■ Exercise details
Give the records back in full, exactly as they read.

------------

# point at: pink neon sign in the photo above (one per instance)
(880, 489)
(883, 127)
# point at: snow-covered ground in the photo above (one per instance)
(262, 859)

------------

■ Answer to this exercise
# point at: pink neon sign in the photo above (one per instance)
(880, 489)
(883, 127)
# point at: snow-covered ground in the photo above (one per instance)
(262, 859)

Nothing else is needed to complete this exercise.